Point-per-instance localization data
_ _ _ _ _

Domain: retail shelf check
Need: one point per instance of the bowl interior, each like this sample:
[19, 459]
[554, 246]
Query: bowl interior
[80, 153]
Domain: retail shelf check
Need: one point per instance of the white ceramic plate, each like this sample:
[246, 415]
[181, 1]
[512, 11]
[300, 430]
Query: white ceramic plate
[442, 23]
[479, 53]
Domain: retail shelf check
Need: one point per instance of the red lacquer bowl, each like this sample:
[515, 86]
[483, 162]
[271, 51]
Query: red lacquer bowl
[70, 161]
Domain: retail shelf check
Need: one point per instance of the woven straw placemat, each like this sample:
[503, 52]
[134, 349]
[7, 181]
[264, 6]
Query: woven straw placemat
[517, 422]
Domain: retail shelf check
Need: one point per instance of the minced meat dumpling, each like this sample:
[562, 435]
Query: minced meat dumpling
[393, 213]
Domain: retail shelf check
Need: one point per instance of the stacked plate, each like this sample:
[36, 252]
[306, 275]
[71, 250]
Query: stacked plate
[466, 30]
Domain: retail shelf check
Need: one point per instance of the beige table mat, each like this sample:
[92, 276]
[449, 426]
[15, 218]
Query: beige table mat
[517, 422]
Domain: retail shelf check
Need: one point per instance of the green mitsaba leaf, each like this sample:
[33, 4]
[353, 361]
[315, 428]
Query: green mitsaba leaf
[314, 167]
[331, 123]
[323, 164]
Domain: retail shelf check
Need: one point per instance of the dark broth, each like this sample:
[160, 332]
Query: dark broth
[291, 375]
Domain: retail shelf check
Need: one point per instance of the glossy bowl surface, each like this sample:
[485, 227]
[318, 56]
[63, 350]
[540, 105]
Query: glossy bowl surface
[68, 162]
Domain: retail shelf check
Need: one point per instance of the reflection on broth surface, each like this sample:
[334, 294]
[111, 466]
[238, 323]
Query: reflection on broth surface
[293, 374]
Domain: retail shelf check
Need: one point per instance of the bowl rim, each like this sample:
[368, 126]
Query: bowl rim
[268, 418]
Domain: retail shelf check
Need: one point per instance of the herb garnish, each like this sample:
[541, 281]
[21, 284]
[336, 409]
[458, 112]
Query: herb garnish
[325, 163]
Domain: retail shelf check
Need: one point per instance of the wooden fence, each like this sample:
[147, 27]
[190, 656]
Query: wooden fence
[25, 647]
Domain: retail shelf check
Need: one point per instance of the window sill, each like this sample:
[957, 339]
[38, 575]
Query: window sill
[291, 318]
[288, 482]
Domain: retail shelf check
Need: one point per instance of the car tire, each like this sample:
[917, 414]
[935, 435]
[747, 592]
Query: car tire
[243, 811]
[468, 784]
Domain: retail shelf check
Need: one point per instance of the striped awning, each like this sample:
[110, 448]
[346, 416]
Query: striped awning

_ _ _ _ _

[WHAT IS NEEDED]:
Please write out all of the records above, character for character.

[SOLUTION FOR THIS EXERCISE]:
Domain: retail shelf check
Need: one point per instance of the bowl interior, each like this sample:
[19, 459]
[554, 246]
Query: bowl interior
[80, 153]
Domain: retail shelf check
Need: one point per instance of the white ceramic plate, each like this sample:
[246, 415]
[181, 1]
[512, 11]
[300, 430]
Query: white ceramic plate
[442, 23]
[479, 53]
Domain: retail shelf check
Need: one point per instance of the red lacquer bowl, each like this sample:
[515, 86]
[483, 162]
[271, 51]
Query: red lacquer bowl
[70, 161]
Domain: retail shelf check
Need: one point per instance of the woven straw placemat, each like this sample:
[503, 52]
[134, 349]
[7, 181]
[264, 6]
Query: woven straw placemat
[517, 422]
Domain: retail shelf check
Need: one point per instance of the minced meat dumpling, each like this sample:
[562, 435]
Query: minced meat dumpling
[393, 213]
Domain: retail shelf check
Need: one point per instance of the stacked plate, each like this sample:
[36, 252]
[306, 275]
[71, 250]
Query: stacked plate
[466, 30]
Domain: retail shelf check
Need: one point per instance of the beige table mat, each like this sample:
[92, 276]
[449, 426]
[15, 218]
Query: beige table mat
[517, 422]
Domain: retail shelf check
Need: one point per instance of the green mitsaba leaf, each like this sample:
[33, 4]
[353, 361]
[315, 428]
Query: green mitsaba leaf
[314, 167]
[331, 123]
[323, 164]
Domain: retail shelf check
Need: one point per instance of the dark broth, each like this sample:
[160, 332]
Query: dark broth
[291, 375]
Domain: retail shelf check
Need: one point per instance of the glossy bowl surface, each like this sample:
[485, 227]
[318, 56]
[63, 350]
[540, 105]
Query: glossy bowl surface
[68, 162]
Domain: retail shelf check
Need: one point per instance of the reflection on broth surface, each like this sample:
[334, 294]
[111, 466]
[238, 323]
Query: reflection on broth surface
[293, 374]
Domain: retail shelf check
Need: one point per instance of the bowl rim, each like this sample:
[368, 126]
Query: bowl rim
[268, 418]
Domain: retail shelf check
Need: one point per instance of the herb garnish, each like this sample:
[541, 281]
[21, 284]
[336, 409]
[458, 112]
Query: herb garnish
[325, 163]
Domain: retail shelf check
Need: one point per instance of the wooden fence, each like this sample:
[147, 27]
[190, 656]
Query: wooden fence
[25, 647]
Domain: retail shelf check
Need: one point per instance of the window sill, each like this sample:
[957, 339]
[38, 575]
Query: window sill
[291, 318]
[288, 482]
Domain: retail shelf check
Need: one point per instance of the car tire, each like this sample:
[917, 414]
[935, 435]
[747, 592]
Query: car tire
[243, 811]
[468, 784]
Domain: retail shelf check
Need: one point per instance of the striped awning, each like this sample:
[110, 448]
[346, 416]
Query: striped awning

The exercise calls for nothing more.